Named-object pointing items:
** start **

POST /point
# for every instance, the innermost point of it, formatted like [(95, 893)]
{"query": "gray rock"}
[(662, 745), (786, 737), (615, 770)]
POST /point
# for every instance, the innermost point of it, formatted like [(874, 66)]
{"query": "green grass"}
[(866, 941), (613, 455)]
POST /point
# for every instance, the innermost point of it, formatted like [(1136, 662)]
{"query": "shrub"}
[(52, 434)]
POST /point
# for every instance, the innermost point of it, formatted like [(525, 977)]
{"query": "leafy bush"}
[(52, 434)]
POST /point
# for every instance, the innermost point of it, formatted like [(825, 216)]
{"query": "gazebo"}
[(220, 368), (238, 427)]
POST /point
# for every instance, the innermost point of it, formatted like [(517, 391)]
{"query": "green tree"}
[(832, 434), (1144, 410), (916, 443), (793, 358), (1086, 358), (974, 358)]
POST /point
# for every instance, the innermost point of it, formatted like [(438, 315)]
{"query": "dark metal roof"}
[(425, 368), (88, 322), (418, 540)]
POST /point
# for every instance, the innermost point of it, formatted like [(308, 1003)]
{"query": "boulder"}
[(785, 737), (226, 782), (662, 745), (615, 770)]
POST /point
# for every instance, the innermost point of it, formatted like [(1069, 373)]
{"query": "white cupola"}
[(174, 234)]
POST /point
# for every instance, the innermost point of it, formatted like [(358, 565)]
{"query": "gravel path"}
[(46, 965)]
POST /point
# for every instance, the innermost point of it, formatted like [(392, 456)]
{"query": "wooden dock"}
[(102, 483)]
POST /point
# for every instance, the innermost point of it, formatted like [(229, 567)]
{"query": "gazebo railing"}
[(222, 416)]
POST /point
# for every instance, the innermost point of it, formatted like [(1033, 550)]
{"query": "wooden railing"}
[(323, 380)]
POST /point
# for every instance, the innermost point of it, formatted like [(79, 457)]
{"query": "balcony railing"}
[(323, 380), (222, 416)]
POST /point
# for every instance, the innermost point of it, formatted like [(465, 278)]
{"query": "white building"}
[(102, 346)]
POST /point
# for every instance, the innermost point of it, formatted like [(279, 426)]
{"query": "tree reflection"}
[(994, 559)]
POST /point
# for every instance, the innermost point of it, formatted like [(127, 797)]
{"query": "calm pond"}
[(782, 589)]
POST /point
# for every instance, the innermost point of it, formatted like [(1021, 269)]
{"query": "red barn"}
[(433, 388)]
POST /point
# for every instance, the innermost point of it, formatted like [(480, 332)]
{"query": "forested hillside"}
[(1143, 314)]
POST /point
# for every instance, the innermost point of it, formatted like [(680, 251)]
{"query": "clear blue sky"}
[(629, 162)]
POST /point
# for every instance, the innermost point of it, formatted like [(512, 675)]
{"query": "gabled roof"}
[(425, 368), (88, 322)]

** end **
** start **

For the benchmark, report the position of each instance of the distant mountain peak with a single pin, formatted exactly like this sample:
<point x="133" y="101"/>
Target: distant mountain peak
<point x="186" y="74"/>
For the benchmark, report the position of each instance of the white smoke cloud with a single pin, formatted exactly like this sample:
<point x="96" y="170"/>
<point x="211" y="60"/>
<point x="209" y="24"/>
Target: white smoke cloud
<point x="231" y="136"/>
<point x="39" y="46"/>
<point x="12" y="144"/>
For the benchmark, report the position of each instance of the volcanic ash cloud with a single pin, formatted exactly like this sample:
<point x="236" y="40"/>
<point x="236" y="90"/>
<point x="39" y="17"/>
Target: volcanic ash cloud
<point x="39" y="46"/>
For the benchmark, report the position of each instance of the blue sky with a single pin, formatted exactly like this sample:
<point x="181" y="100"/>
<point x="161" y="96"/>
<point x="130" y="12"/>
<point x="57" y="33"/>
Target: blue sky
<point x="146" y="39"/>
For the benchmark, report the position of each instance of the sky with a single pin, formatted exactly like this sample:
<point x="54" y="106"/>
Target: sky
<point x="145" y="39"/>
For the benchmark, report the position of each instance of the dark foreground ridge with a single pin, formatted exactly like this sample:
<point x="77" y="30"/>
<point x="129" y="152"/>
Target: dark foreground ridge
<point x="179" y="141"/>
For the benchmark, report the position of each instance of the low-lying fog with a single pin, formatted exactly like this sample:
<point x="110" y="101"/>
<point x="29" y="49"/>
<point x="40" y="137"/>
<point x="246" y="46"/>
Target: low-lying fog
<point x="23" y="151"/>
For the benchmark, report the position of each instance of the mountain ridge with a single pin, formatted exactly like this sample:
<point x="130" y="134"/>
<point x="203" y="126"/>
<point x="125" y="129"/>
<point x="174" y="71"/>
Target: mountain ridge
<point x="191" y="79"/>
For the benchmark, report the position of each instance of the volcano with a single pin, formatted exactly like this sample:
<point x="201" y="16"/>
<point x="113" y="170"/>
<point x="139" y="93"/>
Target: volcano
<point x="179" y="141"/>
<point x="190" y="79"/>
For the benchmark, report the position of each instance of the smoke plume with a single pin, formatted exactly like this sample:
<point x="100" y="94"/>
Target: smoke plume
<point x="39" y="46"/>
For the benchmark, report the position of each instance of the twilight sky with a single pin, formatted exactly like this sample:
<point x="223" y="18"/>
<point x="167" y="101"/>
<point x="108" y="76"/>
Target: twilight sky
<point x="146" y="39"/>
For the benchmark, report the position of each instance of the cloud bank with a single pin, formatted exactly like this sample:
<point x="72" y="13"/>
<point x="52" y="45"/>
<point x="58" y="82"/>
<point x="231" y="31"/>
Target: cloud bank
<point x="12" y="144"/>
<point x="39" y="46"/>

** end **

**Exercise prompt:** Gather every line of the items that contains the string "twilight", and copy each one out. Case counts.

**Finished answer:**
For the benchmark, report the position of each instance of the twilight sky with a single pin, formatted exactly like this sample:
Target: twilight sky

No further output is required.